| Short problem a |
Collect every line of the rows below that contains the string "like".

| Reading text |
Here's how I create the environment:
C:\python\python309\python.exe -m venv venv_309_ms2rescore
venv_309_ms2rescore\Scripts\pip3 install ms2rescore==3.0.2
I'm calling the feature generator as instructed in MS2Rescore docs:
fgen = DeepLCFeatureGenerator(
lower_score_is_better=True, # because we use expect value as 'score'
spectrum_path=None, # not relevant
processes=processes,
deeplc_retrain=False,
calibration_set_size=0.15,
)
fgen.add_features(psm_list)
When there are only a few items in psm_list, there's an uncaught exception:
2024-03-22 11:17:35,204 INFO Running DeepLC for PSMs from run (1/1): `F981141_1.tsv9ig132dw.mgf`...

| Short problem b |
Answer these questions from the excerpt on the ms2rescore setup above:
(i) Which version of ms2rescore is installed with pip3?
(ii) What value is assigned to calibration_set_size?
(iii) When does the uncaught exception occur?

| Listed records |
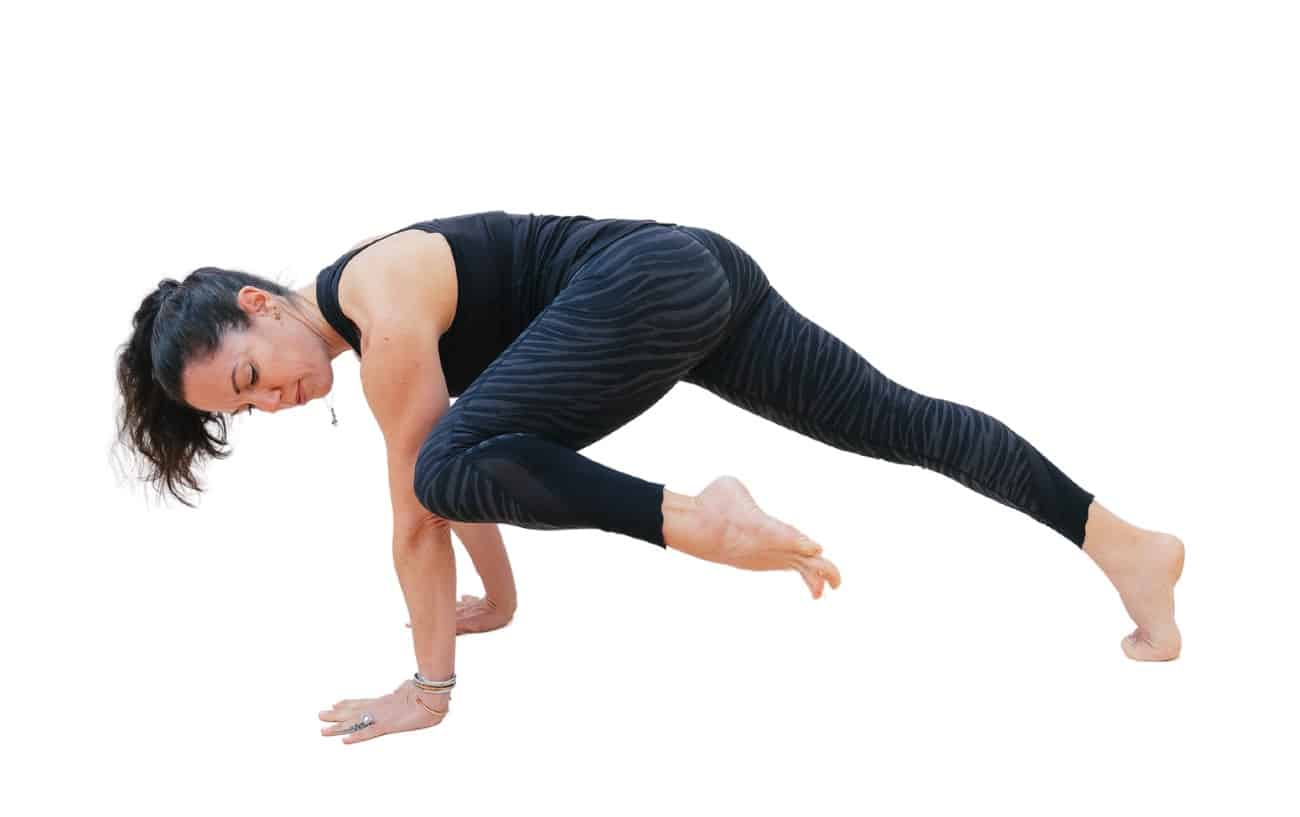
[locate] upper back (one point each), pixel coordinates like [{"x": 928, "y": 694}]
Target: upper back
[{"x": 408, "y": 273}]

---

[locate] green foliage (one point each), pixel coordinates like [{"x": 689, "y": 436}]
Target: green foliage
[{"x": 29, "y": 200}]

| Written reply a |
[locate] upper back (one point each), pixel coordinates like [{"x": 928, "y": 694}]
[locate] green foliage (one point each), pixel coordinates like [{"x": 689, "y": 436}]

| Written reply b |
(i) Version 3.0.2.
(ii) 0.15.
(iii) When there are only a few items in psm_list.